About this task:
How many lines of the entries hold the string "below"? Reply with the number alone.

-- Data in this exercise follows --

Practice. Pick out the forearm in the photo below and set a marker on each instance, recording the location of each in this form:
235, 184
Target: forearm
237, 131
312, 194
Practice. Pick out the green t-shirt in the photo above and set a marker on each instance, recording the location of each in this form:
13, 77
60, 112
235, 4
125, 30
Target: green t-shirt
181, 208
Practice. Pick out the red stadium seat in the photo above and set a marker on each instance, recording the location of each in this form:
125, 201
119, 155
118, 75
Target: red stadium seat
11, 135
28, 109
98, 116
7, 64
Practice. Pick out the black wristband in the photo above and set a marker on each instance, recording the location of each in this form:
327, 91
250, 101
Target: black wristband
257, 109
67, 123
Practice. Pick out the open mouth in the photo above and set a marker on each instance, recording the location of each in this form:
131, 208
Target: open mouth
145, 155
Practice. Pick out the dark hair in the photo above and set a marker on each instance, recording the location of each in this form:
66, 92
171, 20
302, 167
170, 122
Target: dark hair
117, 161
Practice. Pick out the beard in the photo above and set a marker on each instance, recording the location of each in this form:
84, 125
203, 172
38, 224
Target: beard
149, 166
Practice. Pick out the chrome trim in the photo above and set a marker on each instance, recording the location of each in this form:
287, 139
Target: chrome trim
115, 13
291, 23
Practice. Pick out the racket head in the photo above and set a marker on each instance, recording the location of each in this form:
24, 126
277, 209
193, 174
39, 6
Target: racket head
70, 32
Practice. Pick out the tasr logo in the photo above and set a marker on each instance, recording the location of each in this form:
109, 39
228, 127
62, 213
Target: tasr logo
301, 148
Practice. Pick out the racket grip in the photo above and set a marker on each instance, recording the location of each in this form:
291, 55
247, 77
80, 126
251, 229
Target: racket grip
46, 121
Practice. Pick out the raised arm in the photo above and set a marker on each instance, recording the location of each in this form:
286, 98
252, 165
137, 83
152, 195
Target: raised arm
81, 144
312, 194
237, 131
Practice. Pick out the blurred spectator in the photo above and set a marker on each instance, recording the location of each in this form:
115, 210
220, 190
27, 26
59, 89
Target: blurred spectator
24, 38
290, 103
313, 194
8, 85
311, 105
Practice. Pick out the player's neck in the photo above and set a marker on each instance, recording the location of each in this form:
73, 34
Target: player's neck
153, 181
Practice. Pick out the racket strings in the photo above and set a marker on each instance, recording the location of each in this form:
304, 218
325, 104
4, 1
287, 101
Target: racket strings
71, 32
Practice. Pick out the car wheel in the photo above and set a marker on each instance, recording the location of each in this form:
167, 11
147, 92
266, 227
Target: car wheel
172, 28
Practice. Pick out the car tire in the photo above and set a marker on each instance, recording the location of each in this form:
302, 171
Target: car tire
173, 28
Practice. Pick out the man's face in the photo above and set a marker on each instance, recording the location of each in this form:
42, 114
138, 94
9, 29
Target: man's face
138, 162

-- Data in this exercise concluded --
-- Data in this exercise follows --

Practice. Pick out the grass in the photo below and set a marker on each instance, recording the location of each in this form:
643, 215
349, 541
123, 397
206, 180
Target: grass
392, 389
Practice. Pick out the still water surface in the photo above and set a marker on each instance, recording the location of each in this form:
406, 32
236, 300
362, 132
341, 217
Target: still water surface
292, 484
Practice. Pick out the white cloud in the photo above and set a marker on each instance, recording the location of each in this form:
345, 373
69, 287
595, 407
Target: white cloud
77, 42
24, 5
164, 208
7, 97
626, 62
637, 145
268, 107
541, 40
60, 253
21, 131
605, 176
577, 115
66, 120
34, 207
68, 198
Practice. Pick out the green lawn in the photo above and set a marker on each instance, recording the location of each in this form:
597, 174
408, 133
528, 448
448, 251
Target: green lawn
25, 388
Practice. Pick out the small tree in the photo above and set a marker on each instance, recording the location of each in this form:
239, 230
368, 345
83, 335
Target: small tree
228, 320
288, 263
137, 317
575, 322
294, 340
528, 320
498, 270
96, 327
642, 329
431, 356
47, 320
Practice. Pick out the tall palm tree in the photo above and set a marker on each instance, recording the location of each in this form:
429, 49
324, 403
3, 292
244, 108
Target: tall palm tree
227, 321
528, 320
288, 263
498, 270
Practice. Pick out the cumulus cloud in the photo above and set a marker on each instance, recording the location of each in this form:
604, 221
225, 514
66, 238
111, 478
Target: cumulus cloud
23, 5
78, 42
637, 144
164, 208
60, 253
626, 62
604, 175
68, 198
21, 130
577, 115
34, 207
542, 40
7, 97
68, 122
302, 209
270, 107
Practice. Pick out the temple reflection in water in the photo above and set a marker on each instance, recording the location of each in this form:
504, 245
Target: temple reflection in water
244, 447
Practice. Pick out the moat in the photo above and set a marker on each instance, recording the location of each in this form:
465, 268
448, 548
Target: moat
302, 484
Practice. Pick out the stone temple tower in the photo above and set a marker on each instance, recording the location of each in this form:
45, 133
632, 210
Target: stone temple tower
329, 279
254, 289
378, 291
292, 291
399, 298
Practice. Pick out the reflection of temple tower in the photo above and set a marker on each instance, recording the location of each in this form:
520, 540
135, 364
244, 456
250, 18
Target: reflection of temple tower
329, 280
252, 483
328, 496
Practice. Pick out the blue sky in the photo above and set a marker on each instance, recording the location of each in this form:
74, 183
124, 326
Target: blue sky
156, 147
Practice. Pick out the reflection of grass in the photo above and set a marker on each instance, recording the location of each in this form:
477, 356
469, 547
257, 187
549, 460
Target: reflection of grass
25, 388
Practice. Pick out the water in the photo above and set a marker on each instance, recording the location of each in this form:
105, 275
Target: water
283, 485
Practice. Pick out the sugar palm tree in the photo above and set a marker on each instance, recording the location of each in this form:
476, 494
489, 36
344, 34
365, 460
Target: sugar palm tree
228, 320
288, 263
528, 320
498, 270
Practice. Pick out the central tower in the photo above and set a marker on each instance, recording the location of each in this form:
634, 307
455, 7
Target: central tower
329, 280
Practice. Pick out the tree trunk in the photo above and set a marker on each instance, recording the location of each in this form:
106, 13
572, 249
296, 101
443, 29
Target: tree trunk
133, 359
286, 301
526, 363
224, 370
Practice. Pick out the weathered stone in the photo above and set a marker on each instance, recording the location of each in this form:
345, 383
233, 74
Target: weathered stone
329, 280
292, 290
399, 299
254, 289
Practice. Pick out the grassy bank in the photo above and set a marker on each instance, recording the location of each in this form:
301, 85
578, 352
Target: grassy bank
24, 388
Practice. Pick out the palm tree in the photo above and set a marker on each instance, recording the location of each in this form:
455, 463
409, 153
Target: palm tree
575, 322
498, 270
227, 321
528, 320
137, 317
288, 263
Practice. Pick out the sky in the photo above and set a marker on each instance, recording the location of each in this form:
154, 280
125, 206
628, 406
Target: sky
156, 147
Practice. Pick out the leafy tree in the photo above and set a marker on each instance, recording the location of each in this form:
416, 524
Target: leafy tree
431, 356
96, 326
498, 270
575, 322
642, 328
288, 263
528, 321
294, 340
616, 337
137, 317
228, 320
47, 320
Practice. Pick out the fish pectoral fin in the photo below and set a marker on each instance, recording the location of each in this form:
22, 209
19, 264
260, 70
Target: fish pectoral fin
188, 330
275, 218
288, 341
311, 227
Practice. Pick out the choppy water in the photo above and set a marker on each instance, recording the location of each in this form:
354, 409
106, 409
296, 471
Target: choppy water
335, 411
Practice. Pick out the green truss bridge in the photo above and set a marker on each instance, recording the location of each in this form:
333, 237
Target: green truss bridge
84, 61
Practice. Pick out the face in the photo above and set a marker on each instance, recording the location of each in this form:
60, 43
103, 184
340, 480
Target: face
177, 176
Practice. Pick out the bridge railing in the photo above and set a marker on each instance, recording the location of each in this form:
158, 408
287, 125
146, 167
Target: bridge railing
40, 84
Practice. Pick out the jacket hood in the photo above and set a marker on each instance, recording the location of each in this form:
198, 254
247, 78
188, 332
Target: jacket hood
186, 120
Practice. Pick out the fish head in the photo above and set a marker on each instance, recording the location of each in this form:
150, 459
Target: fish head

-- Data in this exercise concluded --

Result:
3